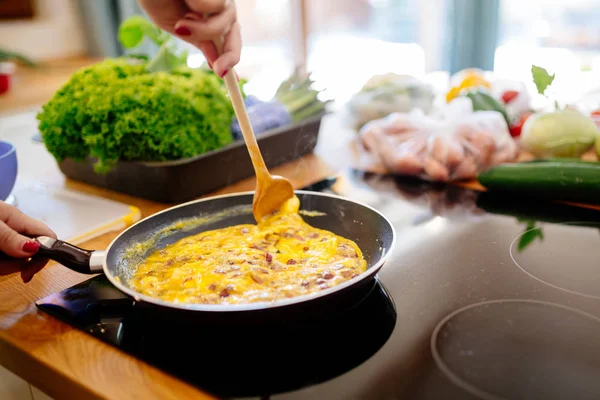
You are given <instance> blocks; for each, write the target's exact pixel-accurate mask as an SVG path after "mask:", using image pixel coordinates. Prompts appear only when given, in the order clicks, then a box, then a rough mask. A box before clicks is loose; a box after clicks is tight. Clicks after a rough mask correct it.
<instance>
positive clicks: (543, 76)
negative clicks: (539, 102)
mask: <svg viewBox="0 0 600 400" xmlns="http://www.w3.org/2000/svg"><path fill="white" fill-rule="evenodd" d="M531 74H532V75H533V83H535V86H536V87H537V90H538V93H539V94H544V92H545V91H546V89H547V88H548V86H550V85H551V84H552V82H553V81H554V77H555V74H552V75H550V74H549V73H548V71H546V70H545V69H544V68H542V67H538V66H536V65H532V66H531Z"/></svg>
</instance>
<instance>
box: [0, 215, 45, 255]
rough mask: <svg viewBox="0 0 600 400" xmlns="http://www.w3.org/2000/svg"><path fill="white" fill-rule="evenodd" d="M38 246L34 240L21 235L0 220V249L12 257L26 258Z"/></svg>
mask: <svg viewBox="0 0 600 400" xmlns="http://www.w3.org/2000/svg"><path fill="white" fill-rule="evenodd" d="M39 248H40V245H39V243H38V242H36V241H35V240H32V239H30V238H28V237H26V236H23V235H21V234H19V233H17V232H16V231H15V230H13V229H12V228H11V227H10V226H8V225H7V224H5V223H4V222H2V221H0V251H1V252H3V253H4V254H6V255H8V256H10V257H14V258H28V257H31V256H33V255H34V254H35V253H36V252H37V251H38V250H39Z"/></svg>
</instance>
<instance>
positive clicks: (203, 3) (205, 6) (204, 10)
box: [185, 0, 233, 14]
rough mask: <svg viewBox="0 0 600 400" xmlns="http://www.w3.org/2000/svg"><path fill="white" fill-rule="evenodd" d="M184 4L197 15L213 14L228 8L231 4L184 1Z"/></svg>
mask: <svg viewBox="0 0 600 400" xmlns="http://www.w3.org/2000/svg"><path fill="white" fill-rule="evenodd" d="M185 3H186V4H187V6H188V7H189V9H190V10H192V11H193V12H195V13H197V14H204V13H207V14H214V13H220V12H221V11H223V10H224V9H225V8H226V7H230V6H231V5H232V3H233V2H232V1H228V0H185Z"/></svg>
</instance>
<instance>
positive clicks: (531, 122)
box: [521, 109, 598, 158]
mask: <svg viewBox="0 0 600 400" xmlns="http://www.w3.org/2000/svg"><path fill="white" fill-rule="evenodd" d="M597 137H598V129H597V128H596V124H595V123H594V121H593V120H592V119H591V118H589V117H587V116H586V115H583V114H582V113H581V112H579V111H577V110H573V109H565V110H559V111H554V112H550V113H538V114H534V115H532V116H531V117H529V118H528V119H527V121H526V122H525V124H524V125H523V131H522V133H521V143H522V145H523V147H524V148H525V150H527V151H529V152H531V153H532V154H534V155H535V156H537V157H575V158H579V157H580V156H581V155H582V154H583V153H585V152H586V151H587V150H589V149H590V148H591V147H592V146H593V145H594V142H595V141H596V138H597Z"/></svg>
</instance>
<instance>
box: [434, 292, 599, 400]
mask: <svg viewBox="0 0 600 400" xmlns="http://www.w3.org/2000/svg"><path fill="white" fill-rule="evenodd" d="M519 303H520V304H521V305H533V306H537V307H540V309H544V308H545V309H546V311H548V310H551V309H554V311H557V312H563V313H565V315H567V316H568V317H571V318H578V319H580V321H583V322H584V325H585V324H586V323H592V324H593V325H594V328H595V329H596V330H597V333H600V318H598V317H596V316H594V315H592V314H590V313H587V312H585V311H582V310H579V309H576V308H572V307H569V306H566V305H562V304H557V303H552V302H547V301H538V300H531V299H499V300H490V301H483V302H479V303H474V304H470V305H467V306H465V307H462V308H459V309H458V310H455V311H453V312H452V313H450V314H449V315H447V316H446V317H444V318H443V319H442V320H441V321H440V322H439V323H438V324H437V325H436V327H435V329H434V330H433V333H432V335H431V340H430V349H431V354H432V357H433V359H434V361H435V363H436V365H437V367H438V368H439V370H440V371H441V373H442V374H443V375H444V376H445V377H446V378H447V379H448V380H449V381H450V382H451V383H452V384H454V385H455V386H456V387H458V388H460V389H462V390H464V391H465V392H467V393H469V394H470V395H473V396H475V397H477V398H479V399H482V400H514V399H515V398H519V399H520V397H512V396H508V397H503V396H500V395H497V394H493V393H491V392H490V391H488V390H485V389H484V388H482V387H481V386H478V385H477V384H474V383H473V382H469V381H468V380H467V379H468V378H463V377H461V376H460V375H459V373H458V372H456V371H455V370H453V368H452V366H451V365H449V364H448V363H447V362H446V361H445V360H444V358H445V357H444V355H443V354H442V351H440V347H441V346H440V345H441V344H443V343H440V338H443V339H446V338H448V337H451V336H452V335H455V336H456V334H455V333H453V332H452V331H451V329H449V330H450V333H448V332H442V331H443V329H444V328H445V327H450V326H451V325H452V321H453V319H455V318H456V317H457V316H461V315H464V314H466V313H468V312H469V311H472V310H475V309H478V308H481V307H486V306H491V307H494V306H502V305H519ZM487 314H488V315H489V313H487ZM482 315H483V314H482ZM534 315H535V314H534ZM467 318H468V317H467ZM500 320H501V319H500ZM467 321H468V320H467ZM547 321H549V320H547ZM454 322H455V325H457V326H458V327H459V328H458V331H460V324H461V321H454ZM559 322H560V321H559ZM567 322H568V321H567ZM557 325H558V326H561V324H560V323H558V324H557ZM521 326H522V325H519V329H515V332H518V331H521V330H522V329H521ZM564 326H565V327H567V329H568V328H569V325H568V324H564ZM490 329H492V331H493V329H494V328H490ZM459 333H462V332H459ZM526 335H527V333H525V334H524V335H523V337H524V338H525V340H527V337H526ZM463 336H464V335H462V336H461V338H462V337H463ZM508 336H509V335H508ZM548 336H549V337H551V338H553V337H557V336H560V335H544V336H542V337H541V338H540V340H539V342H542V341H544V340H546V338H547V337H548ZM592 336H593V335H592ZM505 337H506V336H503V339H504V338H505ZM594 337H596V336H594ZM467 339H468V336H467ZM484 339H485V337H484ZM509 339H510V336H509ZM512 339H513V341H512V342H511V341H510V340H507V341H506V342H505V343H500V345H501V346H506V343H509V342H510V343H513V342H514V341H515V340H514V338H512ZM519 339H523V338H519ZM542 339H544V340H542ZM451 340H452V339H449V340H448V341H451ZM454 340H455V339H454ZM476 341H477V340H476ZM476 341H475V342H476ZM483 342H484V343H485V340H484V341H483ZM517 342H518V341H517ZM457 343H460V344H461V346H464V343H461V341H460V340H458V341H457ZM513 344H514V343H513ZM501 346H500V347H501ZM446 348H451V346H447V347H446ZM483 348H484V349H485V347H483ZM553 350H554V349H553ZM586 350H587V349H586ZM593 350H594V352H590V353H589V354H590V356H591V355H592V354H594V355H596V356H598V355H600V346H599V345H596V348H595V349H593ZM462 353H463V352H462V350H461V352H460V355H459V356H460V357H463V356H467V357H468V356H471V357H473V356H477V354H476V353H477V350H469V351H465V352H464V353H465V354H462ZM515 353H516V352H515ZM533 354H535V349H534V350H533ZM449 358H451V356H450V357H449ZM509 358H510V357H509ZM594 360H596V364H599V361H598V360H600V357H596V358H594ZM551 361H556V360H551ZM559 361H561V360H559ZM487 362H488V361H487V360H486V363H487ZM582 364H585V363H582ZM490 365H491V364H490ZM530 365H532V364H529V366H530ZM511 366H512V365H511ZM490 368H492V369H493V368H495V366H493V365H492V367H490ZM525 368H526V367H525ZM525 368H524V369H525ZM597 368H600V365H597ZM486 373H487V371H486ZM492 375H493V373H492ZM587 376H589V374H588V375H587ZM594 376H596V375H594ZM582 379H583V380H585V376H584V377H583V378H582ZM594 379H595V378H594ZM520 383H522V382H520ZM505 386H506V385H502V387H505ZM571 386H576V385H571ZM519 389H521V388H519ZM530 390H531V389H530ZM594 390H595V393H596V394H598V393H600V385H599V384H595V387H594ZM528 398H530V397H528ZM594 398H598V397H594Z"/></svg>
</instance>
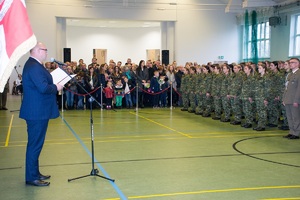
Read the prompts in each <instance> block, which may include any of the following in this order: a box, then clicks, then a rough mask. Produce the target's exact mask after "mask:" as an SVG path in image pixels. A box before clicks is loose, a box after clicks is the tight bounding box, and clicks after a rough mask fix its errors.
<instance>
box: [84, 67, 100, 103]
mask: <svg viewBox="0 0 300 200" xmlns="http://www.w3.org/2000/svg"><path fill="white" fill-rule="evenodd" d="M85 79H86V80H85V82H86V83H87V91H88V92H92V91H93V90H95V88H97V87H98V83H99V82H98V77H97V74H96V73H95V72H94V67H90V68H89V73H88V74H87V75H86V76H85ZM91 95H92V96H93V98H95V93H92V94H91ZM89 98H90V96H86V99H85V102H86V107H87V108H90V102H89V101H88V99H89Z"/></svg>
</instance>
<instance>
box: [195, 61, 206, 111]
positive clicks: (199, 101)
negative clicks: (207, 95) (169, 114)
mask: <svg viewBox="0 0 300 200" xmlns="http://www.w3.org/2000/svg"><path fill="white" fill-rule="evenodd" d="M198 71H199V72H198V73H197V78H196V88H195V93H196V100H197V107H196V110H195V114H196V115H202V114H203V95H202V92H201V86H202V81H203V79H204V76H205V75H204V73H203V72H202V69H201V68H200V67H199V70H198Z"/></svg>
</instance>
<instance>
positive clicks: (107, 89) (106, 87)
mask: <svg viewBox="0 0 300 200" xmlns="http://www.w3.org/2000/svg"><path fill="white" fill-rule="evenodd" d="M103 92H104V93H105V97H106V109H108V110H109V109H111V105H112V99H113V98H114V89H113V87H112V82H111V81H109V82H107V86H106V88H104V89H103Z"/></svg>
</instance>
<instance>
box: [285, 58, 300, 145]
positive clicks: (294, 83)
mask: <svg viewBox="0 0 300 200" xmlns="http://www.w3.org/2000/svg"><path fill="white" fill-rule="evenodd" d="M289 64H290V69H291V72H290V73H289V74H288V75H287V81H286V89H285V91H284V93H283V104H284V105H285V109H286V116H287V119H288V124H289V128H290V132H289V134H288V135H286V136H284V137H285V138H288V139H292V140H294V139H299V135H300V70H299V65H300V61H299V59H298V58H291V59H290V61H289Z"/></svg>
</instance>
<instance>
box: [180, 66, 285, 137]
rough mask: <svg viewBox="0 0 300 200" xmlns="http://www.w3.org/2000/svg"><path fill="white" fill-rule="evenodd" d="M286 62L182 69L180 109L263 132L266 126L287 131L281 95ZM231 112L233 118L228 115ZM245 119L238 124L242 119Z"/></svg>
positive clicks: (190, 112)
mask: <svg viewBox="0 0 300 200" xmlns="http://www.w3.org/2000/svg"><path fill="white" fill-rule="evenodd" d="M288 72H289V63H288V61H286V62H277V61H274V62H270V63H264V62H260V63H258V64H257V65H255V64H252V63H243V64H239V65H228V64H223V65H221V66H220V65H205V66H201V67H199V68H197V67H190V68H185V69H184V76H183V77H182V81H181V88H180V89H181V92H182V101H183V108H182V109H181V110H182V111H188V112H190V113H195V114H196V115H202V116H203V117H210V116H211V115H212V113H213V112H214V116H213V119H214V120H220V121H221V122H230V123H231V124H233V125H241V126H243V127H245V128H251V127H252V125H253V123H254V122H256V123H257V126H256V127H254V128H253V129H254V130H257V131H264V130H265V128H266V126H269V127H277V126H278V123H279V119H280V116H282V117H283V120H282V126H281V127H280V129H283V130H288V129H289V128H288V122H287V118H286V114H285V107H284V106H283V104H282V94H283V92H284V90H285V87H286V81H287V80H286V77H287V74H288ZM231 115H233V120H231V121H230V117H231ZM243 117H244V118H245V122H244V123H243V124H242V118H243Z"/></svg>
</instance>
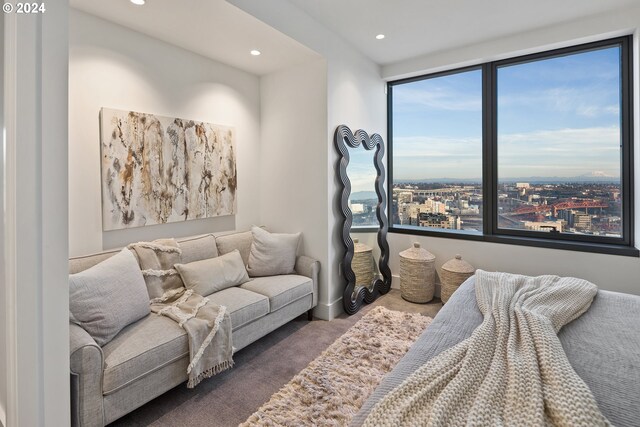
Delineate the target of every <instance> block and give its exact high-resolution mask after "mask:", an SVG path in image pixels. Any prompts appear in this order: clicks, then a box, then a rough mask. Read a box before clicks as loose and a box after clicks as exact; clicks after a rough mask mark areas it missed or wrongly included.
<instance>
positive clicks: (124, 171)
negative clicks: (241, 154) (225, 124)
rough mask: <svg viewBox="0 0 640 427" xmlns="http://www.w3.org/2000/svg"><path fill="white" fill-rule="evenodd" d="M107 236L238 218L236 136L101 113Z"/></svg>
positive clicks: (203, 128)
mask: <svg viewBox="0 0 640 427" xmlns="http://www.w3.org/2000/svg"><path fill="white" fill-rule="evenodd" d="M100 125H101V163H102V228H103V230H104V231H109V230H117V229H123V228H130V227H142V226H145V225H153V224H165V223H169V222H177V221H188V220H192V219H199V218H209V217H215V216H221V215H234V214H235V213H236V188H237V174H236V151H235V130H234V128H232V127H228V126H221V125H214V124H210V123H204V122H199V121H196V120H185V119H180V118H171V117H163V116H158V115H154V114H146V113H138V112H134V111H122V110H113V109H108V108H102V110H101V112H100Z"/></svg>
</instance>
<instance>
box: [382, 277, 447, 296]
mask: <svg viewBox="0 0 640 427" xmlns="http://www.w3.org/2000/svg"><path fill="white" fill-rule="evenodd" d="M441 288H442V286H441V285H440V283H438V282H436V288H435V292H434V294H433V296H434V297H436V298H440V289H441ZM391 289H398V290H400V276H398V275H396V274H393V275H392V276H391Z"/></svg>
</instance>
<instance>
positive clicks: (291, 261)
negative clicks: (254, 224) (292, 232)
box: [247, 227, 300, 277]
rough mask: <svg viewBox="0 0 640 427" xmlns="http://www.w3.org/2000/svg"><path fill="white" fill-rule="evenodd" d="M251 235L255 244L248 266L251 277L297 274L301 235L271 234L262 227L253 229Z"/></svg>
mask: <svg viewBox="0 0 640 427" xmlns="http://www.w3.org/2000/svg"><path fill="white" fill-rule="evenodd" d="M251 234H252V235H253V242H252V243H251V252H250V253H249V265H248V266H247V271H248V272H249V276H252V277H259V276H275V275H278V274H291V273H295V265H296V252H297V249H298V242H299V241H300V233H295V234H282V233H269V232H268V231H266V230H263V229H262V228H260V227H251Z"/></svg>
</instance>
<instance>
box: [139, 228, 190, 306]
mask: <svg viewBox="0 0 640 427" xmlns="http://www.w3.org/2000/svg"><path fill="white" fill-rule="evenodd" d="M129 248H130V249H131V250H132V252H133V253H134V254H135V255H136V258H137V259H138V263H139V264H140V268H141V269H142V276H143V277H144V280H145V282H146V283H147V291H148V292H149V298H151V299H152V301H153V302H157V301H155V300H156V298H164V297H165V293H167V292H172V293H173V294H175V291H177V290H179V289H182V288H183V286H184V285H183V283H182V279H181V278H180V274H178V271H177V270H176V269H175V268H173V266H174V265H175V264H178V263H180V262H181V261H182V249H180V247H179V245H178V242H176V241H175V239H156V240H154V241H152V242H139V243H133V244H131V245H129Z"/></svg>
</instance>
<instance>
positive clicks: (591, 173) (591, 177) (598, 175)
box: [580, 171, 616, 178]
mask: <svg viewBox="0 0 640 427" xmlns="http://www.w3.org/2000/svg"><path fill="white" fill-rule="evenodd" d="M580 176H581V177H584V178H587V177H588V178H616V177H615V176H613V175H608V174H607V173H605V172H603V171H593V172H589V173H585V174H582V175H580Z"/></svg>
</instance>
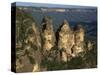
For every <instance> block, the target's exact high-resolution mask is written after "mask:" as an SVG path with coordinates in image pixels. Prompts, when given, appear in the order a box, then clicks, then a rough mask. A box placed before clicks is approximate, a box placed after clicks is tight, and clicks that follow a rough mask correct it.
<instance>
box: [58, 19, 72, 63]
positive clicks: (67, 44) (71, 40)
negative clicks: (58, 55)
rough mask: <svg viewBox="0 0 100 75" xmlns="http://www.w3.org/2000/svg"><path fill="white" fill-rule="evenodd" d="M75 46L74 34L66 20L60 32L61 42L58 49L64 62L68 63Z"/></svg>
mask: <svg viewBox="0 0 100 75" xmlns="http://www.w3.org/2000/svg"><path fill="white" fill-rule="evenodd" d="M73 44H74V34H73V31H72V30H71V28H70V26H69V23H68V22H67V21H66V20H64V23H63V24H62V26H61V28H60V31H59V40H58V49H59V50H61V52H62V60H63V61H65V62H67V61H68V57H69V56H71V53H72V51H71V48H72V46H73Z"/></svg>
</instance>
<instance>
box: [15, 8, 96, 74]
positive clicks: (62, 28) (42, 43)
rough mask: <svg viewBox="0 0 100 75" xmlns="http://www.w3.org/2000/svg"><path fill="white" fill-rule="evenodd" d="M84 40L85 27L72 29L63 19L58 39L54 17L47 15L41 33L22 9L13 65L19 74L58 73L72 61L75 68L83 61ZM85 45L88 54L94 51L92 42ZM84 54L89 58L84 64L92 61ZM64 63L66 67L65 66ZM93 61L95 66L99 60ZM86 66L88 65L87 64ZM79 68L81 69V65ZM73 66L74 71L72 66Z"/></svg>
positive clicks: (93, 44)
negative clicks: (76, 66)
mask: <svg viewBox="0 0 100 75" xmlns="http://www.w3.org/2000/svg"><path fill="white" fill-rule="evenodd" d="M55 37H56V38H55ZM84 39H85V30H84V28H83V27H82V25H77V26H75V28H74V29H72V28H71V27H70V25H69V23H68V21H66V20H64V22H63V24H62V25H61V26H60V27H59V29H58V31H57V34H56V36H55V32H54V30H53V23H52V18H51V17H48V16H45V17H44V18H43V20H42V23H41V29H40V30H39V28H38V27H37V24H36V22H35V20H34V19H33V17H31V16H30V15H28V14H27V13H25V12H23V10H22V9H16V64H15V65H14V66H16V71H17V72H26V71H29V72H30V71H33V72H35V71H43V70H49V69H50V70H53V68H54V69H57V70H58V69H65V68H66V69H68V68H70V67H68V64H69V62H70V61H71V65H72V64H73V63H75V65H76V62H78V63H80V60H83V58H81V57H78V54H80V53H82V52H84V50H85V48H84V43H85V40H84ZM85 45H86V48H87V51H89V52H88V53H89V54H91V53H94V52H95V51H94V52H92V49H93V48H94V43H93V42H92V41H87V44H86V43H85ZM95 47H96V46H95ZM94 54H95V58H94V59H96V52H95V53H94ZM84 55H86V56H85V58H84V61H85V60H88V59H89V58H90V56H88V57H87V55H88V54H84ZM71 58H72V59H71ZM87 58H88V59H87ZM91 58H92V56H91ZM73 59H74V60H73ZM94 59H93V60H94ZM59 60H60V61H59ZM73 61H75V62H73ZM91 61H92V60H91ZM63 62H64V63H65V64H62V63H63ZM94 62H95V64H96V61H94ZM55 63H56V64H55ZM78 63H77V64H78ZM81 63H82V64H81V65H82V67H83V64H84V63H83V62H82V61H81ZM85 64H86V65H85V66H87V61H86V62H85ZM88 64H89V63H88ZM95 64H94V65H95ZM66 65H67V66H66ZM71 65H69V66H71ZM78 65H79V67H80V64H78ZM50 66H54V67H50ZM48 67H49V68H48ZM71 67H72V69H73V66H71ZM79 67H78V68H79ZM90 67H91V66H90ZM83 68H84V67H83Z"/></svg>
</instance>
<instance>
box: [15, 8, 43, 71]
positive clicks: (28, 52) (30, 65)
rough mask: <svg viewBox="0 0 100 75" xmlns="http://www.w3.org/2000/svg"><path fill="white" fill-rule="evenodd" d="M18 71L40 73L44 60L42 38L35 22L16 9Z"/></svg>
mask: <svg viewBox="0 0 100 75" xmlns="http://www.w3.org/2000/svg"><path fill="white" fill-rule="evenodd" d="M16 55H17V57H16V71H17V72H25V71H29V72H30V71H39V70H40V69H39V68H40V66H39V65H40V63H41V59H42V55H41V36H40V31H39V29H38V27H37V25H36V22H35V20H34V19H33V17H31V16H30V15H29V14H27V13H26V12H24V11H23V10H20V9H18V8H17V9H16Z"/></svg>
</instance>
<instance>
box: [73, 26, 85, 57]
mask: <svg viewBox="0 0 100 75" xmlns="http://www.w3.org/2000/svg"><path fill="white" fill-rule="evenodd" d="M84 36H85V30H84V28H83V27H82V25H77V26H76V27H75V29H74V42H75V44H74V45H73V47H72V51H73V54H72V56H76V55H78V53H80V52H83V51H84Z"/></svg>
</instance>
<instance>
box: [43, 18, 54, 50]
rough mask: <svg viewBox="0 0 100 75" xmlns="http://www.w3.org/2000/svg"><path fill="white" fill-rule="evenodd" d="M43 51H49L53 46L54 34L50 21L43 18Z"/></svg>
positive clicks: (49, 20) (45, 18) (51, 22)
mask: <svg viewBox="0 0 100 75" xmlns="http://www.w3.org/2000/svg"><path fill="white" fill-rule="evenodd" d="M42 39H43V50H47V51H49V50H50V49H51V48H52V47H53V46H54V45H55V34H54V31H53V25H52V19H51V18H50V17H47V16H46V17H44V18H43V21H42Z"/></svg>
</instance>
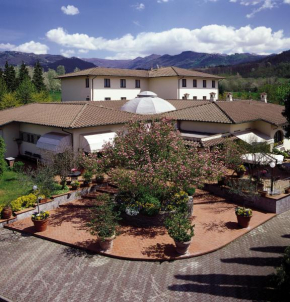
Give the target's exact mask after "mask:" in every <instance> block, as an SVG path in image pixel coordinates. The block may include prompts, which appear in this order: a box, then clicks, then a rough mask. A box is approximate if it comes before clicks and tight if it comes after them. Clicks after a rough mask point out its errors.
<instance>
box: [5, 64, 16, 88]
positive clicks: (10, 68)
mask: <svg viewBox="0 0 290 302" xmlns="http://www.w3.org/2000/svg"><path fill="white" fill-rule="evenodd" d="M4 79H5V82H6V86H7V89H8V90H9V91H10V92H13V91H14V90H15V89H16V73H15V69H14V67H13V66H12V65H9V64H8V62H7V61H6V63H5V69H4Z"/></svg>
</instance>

• **WORK TASK**
Identify each line in the items above that contains the word "negative", and copy every such line in full.

• **RESULT FOR THIS TASK**
negative clicks: (539, 102)
negative clicks: (207, 95) (169, 114)
negative clicks: (241, 154) (225, 124)
negative clicks: (254, 224) (292, 232)
negative clicks: (58, 55)
negative clicks: (76, 66)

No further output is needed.